Vi sarebbe, poi, secondo alcuni, anche un’ipotesi inversa con la Cdp che compra una ulteriore quota di Poste, ma non si capisce se questo sarebbe un passaggio intermedio per poi collocare le azioni della Cassa oppure obbedirebbe a un’altra ignota finalità. L’argomento, in ogni caso, pone, ancora una volta, al centro di discussioni la Cdp che ora è considerata dalla legge un intermediario finanziario non bancario in base all’art.107 del Testo unico regolatore e che la parziale privatizzazione vorrebbe trasformare di fatto in una banca di sviluppo. Non si sa, tuttavia, cosa pensino di una tale operazione le Fondazioni di origine bancarie partecipanti alla Cassa con circa il 15%, per ora unico soggetto privato che abbia una interessenza nell’Istituto.

Dati estratti:
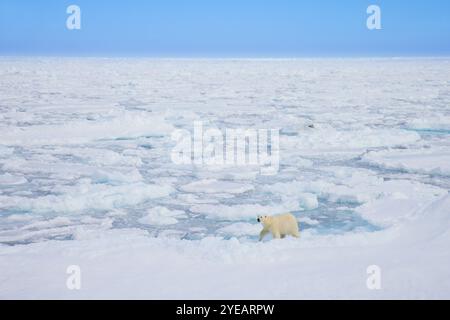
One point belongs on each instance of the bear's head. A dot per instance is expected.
(265, 220)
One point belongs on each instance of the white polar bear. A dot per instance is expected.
(279, 226)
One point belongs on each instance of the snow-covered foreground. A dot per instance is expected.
(86, 178)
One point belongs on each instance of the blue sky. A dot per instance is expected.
(225, 28)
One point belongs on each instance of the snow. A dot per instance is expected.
(86, 179)
(162, 216)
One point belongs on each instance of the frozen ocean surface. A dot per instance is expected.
(85, 148)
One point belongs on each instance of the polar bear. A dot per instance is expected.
(279, 226)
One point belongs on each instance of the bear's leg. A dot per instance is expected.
(263, 234)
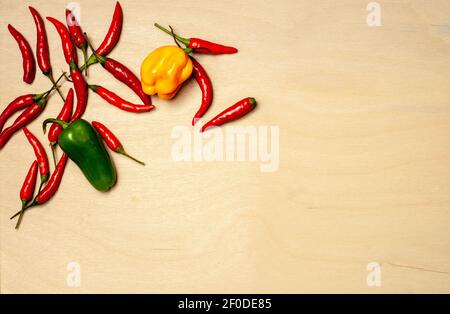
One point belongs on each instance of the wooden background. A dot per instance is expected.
(364, 148)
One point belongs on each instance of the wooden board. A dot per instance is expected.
(364, 150)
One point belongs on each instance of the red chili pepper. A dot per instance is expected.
(238, 110)
(123, 74)
(119, 102)
(17, 104)
(27, 190)
(53, 184)
(68, 49)
(200, 46)
(24, 119)
(76, 34)
(50, 188)
(206, 87)
(81, 91)
(111, 140)
(42, 50)
(29, 65)
(113, 35)
(41, 155)
(64, 115)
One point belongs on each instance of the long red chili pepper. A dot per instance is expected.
(68, 49)
(123, 74)
(200, 46)
(81, 91)
(119, 102)
(111, 38)
(112, 141)
(238, 110)
(65, 114)
(51, 187)
(42, 50)
(28, 63)
(206, 87)
(76, 34)
(24, 119)
(41, 156)
(113, 35)
(22, 102)
(27, 190)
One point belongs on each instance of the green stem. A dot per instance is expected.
(52, 79)
(51, 120)
(123, 152)
(185, 41)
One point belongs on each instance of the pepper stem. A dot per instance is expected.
(185, 41)
(52, 79)
(53, 148)
(51, 120)
(122, 151)
(84, 50)
(24, 209)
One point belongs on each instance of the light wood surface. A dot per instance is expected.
(364, 148)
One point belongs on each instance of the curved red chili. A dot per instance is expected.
(53, 184)
(119, 102)
(41, 155)
(25, 118)
(50, 188)
(123, 74)
(111, 140)
(200, 46)
(27, 190)
(17, 104)
(42, 51)
(29, 184)
(28, 63)
(238, 110)
(64, 115)
(67, 46)
(205, 86)
(81, 91)
(114, 31)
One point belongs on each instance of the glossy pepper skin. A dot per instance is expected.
(82, 144)
(164, 71)
(28, 63)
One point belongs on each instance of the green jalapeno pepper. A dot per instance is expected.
(82, 144)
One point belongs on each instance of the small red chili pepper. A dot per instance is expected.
(42, 50)
(27, 190)
(200, 46)
(81, 91)
(24, 119)
(206, 87)
(50, 188)
(119, 102)
(17, 104)
(29, 65)
(112, 141)
(238, 110)
(123, 74)
(64, 115)
(68, 49)
(76, 34)
(113, 35)
(41, 156)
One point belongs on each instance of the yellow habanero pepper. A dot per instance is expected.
(164, 70)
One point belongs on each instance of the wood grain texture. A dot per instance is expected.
(364, 119)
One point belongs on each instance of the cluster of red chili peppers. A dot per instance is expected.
(73, 38)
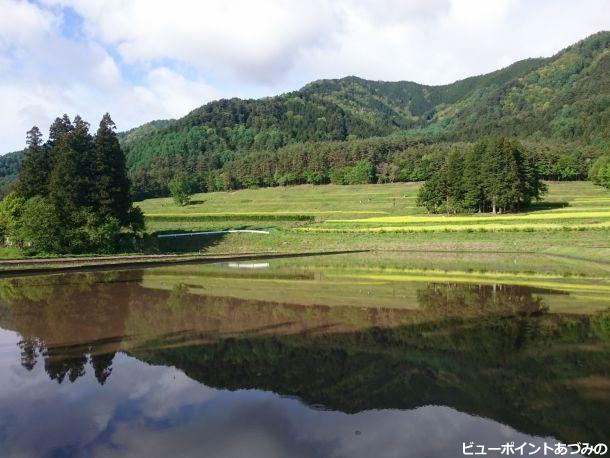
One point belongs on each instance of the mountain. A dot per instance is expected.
(563, 98)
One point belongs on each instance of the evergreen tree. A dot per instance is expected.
(494, 175)
(72, 180)
(35, 168)
(471, 179)
(112, 184)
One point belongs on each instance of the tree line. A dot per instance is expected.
(72, 193)
(493, 175)
(372, 160)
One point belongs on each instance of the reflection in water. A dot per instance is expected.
(494, 352)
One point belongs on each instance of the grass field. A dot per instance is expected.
(570, 227)
(567, 233)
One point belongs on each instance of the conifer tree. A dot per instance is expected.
(35, 168)
(112, 184)
(71, 181)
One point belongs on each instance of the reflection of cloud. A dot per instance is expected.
(151, 411)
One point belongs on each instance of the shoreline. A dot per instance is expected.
(89, 264)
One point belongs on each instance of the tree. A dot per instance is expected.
(40, 226)
(72, 179)
(112, 184)
(36, 167)
(495, 174)
(182, 187)
(11, 209)
(88, 206)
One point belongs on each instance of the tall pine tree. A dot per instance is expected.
(35, 168)
(111, 184)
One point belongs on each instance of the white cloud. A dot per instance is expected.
(148, 59)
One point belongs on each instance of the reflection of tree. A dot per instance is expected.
(29, 349)
(102, 365)
(497, 298)
(60, 315)
(57, 366)
(469, 363)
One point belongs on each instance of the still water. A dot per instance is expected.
(281, 359)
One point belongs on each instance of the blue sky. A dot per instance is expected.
(148, 59)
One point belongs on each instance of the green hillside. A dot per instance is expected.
(561, 100)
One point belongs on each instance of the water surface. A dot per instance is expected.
(299, 359)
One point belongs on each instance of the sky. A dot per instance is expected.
(141, 60)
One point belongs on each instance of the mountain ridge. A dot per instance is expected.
(565, 97)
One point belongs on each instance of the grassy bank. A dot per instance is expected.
(571, 224)
(567, 233)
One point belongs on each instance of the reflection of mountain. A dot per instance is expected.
(488, 350)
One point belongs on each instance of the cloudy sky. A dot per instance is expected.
(150, 59)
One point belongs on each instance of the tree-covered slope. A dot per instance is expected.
(562, 98)
(566, 96)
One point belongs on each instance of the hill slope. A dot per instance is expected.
(564, 97)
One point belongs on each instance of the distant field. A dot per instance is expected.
(378, 208)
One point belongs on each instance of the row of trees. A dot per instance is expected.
(392, 159)
(72, 192)
(494, 175)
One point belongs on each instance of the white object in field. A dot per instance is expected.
(231, 231)
(247, 265)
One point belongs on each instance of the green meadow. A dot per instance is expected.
(568, 232)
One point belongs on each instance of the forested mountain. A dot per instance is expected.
(564, 99)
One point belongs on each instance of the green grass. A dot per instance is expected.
(567, 233)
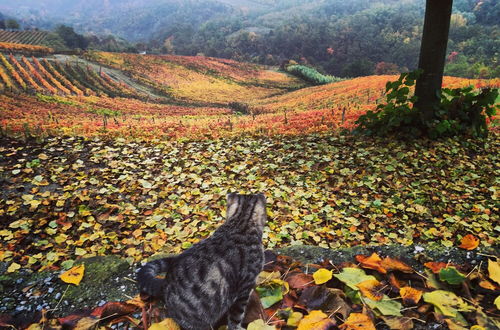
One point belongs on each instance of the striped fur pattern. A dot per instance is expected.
(214, 277)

Consegna: Per ciascuna delle affermazioni seguenti, indica se concorda con il brano sulla Cdp, rispondendo sì o no e citando alla lettera le parole del brano che lo decidono: (a) Per la legge attuale la Cdp è un intermediario finanziario non bancario. (b) Il brano afferma che le Fondazioni di origine bancaria sono favorevoli all'operazione. (c) Le Fondazioni sono per ora l'unico soggetto privato con una interessenza nella Cassa.

Risultato:
(a) Sì: «ora è considerata dalla legge un intermediario finanziario non bancario in base all’art.107 del Testo unico regolatore».
(b) No: «Non si sa, tuttavia, cosa pensino di una tale operazione le Fondazioni di origine bancarie».
(c) Sì: «per ora unico soggetto privato che abbia una interessenza nell’Istituto».